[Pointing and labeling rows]
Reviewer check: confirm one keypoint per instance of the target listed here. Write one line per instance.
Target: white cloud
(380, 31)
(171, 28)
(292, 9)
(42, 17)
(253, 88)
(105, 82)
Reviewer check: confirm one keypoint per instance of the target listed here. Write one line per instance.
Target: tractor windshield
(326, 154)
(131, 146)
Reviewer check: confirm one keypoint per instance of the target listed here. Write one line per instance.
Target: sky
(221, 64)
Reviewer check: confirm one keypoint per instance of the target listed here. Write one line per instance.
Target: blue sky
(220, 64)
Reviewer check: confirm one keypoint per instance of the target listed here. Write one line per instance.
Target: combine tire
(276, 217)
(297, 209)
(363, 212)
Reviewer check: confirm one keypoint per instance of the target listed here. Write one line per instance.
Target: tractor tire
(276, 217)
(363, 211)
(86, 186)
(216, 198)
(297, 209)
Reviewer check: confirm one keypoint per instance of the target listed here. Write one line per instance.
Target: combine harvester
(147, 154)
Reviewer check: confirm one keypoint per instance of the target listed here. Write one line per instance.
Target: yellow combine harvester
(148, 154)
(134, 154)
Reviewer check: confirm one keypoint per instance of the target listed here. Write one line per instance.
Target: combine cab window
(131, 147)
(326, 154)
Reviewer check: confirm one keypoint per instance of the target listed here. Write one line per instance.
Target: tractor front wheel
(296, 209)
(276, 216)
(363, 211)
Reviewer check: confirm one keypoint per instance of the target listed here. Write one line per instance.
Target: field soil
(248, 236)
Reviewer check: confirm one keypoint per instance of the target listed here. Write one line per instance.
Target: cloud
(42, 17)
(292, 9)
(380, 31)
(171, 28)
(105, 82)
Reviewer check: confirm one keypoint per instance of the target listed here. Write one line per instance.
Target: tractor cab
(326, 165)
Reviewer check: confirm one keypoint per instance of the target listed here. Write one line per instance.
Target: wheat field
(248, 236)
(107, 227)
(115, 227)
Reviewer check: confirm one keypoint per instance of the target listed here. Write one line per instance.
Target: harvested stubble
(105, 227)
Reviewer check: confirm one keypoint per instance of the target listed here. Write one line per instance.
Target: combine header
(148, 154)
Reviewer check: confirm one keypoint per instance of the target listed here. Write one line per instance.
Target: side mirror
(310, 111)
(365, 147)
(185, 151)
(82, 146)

**PROBLEM DESCRIPTION**
List every line of the rows above that contains the string "tire".

**WRITTEN SOLUTION**
Target: combine tire
Target: tractor tire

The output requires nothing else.